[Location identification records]
+ + + + + + +
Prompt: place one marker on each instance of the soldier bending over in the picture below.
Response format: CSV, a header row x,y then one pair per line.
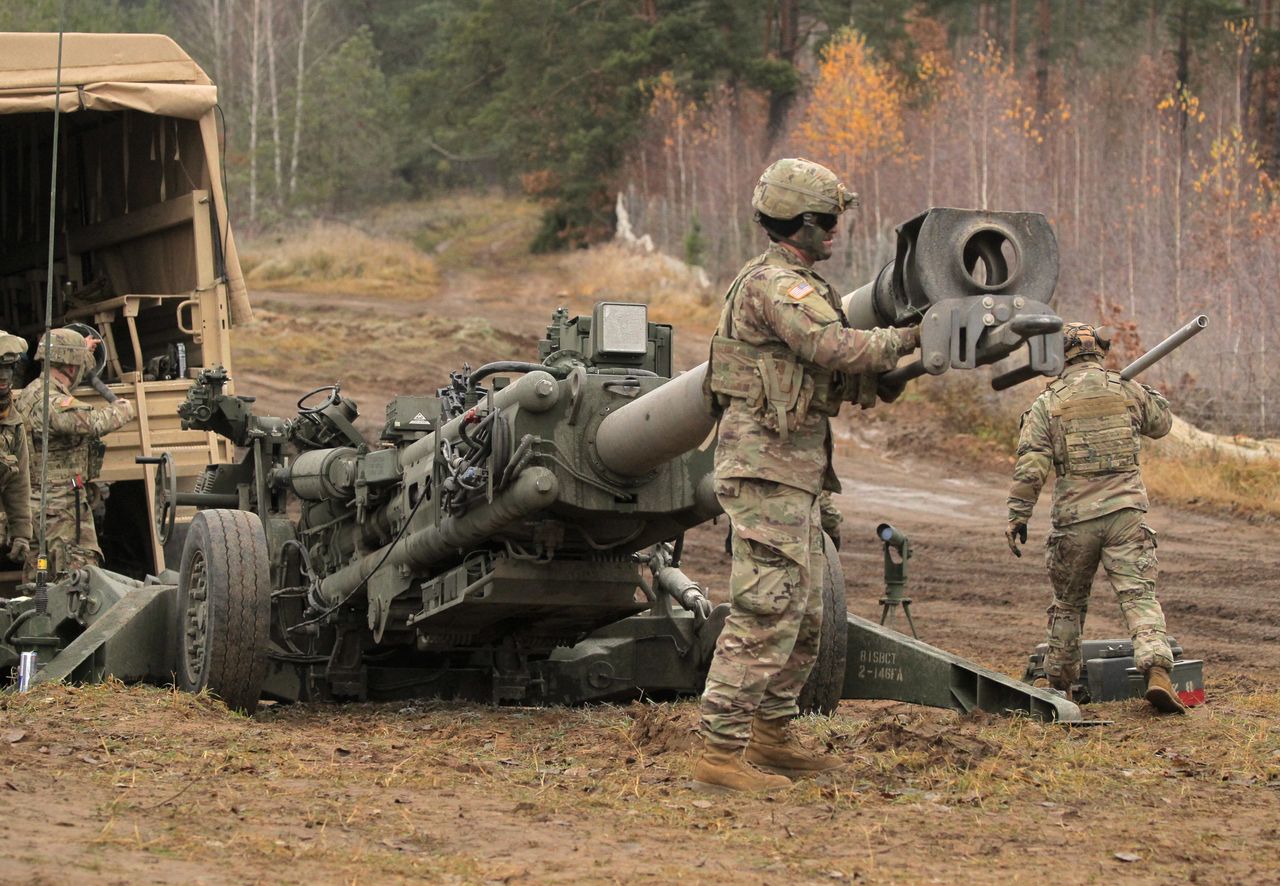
x,y
1086,428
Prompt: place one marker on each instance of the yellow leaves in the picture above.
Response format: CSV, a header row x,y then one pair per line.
x,y
856,105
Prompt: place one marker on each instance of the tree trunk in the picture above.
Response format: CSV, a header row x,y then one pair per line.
x,y
274,91
1043,33
252,110
1013,33
298,90
789,45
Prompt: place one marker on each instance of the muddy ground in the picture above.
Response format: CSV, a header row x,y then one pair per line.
x,y
131,785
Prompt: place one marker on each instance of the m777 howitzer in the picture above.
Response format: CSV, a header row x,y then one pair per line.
x,y
519,535
1192,328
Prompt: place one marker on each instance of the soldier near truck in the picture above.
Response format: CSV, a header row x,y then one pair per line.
x,y
782,360
14,460
73,452
1086,428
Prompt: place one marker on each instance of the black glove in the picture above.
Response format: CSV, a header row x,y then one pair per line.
x,y
1015,533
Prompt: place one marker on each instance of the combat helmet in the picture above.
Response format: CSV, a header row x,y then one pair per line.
x,y
795,186
1082,339
12,347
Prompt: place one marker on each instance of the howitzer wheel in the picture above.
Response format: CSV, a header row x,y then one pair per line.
x,y
822,692
224,607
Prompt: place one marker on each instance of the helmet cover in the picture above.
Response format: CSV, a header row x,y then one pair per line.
x,y
1080,339
795,186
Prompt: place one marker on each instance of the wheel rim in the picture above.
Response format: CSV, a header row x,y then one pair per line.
x,y
196,617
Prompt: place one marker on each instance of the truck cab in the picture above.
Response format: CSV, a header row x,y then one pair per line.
x,y
142,250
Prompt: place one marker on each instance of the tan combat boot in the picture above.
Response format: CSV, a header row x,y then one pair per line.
x,y
722,768
1160,692
776,749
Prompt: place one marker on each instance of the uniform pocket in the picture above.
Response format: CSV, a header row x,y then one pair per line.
x,y
767,584
1147,560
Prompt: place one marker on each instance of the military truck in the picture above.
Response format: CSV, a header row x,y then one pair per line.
x,y
142,247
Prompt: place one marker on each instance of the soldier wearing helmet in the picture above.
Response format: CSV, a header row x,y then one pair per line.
x,y
782,361
74,432
14,461
1086,428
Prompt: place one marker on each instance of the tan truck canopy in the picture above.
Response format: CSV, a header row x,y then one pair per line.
x,y
124,72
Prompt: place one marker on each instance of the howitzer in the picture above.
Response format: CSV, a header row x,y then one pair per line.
x,y
516,535
1194,327
1142,364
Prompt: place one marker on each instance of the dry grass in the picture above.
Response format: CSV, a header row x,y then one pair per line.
x,y
330,256
1216,483
675,292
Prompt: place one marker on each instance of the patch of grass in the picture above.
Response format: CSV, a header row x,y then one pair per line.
x,y
462,231
1215,482
675,292
330,256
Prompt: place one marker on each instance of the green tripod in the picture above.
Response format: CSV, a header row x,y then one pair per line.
x,y
895,574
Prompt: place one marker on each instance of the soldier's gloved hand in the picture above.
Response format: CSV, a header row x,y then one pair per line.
x,y
126,409
19,548
909,338
1015,533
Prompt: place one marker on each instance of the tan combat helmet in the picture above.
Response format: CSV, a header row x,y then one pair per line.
x,y
1082,339
12,347
794,186
67,347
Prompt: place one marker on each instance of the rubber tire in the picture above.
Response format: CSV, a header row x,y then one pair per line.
x,y
826,683
229,547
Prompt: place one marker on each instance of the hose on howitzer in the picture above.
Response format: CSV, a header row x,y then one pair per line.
x,y
1193,328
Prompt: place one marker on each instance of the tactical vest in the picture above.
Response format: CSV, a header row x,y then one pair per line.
x,y
1091,425
68,453
778,388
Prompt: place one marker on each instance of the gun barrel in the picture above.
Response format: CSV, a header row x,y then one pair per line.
x,y
656,428
1162,350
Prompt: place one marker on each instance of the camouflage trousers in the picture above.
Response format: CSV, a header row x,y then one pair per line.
x,y
769,640
1127,548
65,551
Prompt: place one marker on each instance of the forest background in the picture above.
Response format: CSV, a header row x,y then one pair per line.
x,y
1147,131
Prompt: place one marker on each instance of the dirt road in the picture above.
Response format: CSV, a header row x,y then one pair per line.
x,y
132,785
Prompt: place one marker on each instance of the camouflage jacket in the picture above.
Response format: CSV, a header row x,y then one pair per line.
x,y
74,425
1042,447
14,475
776,300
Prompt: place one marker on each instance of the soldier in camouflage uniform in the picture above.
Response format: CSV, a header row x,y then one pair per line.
x,y
1086,428
74,426
782,360
14,462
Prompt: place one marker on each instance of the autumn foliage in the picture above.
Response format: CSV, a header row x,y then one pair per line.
x,y
1161,202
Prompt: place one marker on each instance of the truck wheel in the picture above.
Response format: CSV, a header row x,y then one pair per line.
x,y
821,693
224,607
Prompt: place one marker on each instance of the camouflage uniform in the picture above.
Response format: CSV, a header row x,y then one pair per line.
x,y
14,476
76,428
782,361
831,516
1086,428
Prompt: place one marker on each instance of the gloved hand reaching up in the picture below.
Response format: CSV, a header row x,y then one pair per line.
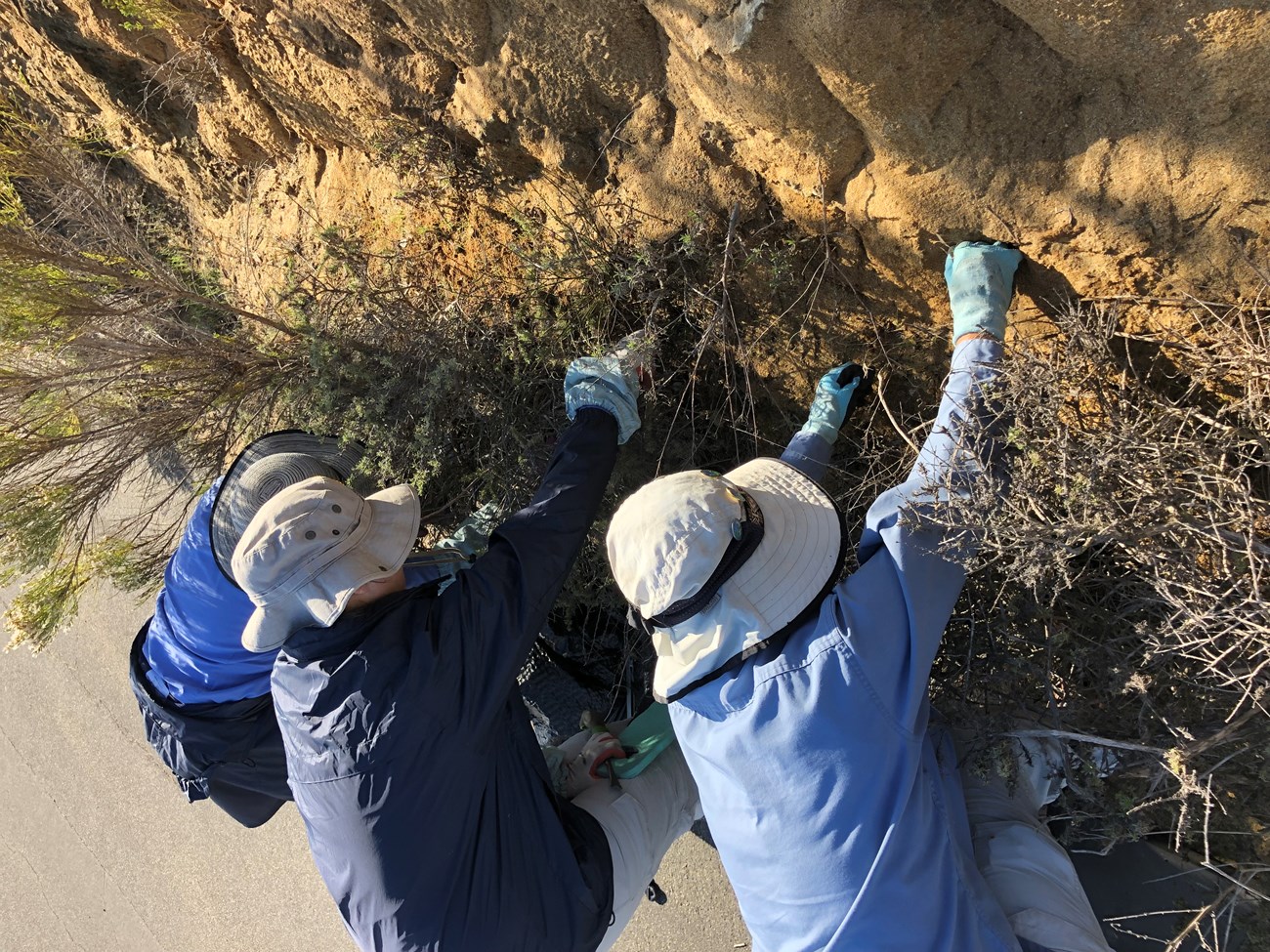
+ + + + + + +
▶ [Aim of the exercise]
Retype every one of the records above word for word, character for character. Leave the pictures out of your copy.

▶ [Written solution]
Prompt: place one marker on each instance of the soldier bending over in the picture below.
Response format: CSV, a header row x,y then one pair per line.
x,y
1086,428
Prompt: place one marker on each instance of the yellow leaves in the picture above.
Response format: CSV, a header row x,y then one pair per line.
x,y
856,105
Prompt: place one marker on each instance of the tree trunk in the picture above.
Response format: CSV, a header row x,y then one pair per line.
x,y
274,91
1043,33
252,110
1013,33
298,90
789,45
Prompt: place one marker on each instance of the muddy ground in the picture above.
Response format: CSV, a header row x,y then one pair per line.
x,y
131,785
Prompt: place one marker on each instance of the m777 howitzer in the picture above.
Response format: CSV, a header row x,y then one pair per line.
x,y
519,535
1192,328
Prompt: place one marker on each instance of the soldier near truck in the picture above.
Response format: CSV, a header row x,y then one pair per line.
x,y
782,360
14,460
73,452
1086,428
Prompt: place one marker on each instance of the black glove in the picture above.
Response format: CSV, a header row x,y then one pair per line.
x,y
1015,533
Prompt: place one marker on each instance of the combat helmet in the picture above.
Response format: CSV, a header row x,y then one pair per line.
x,y
795,186
1082,339
12,347
Prompt: place one marker on each instance of the howitzer wheel in the picture above.
Response format: CSV, a header row x,y then one pair per line.
x,y
822,692
224,607
Prompt: place one marker on each instance of the helmet cover in the picture above.
Response format: CSV, a header row x,y then one pair per line.
x,y
1080,339
795,186
Prompt: place one marker on each instance of the wheel rim in the picture above.
Response format: CSV, a header row x,y then one pair per line.
x,y
196,617
Prompt: place one marker on each instance of the truck cab in the picture above.
Response format: CSV, a header row x,y then one pair per line.
x,y
142,250
Prompt: place one marker on each instance of the tan combat boot in the picture above.
Response format: CSV, a header row x,y then one pair per line.
x,y
722,768
1160,692
776,749
Prompt: place one marker on each instance of the uniform pocket in the picture above.
Response format: CSV, a header row x,y then one pair per line.
x,y
767,584
1147,560
Prompt: place one marker on each instance of the military truck in the picture above.
Response format: CSV, a header row x,y then one pair per line.
x,y
142,247
Prompt: place one marker on each instance of the soldier wearing helmet in the picture above.
Response format: CSV, a header row x,y then one pair per line.
x,y
782,361
74,432
14,461
1086,428
Prompt: place one marker on each instance of the tan truck canopy in the picture above.
Response format: CSV, a header row x,y then one pair per line.
x,y
124,72
Prompt: place one marker on each instance of the howitzer in the picture above.
Response format: CSV, a header row x,y then one pair per line.
x,y
516,535
1194,327
1142,364
Prompt: place one marker on each instance of the dry grass in the picture above.
Response format: CSV, a header row x,y then one pair per line.
x,y
330,256
1216,483
675,292
Prompt: place one marker on each instance of the patch of grass in the picture above.
Response format: CSV, a header row x,y then one pair per line.
x,y
462,231
1215,482
675,292
330,256
Prompt: place one marker on each instance of the green tripod in the picture above.
Response format: CSV, a header row x,y then one pair per line.
x,y
895,574
Prompt: place one marker on each instance of the soldier's gloved hand in the picture above.
Response format: CSV, a header row x,y then one pair per line.
x,y
126,409
19,548
909,338
1015,533
Prompt: place one marker on each instance of the tan combat helmet in the picture above.
Response format: CSV, a header row x,y then one pair per line.
x,y
1082,339
12,347
794,186
67,347
Prompt: place one marker on each instance of the rubber tire in the picture above.
Response format: CSV, a header row x,y then one pair per line.
x,y
826,683
229,547
Prompt: place one marker on each instance of the hose on howitzer in the picture above.
Response format: CSV, a header row x,y then one pair per line.
x,y
1193,328
Prompt: place one marker on each instance of the tactical vest in the picture above.
Response format: CSV, a header row x,y then one pair per line.
x,y
1091,425
68,453
778,388
Prompt: place one marker on each instance of the gun barrel in the picture above.
Response format: CSV, a header row x,y then one pair per line.
x,y
656,428
1162,350
Prompt: place one marker on each instance of the camouflage trousers in the picture above.
Response format: CSV, a header row x,y then one pair per line.
x,y
769,640
1127,548
65,551
Prompt: place one marker on each instance of the forest background in the picture above.
Response format: CSV, a header row x,y then one pair per line.
x,y
1147,131
Prompt: place one marker on each instance of the dirt road in the picture above.
Response format: CSV, a header row x,y then one pair per line.
x,y
132,785
Prompt: place one marker on each instance of the camouflage jacket in the picture above.
Response format: CSV, a header row x,y then one pair per line.
x,y
74,425
1042,447
14,475
776,300
Prompt: place one marker on each instance of the soldier in camouflage uniform in the picture above.
Response format: CSV, a header row x,y then one pair per line.
x,y
1086,428
74,426
782,360
14,462
Prompt: place one marker on each instance of the autumn foliage in the picture above.
Response format: CSV, a header row x,y then one pair per line.
x,y
1161,202
Prompt: place one marker on each instance of the truck wheel in the picture above.
Response format: CSV, a header row x,y then one pair per line.
x,y
821,693
224,607
Prompt: place one marker on each instance of the camouflage uniform in the picture above.
Response format: CSV, a header row x,y then one pair per line.
x,y
14,476
76,428
782,361
831,516
1086,428
Prompt: place one marker on each instance of the gloved hand reaching up in the picture below.
Response format: CSV, a header row x,y then one pair per line.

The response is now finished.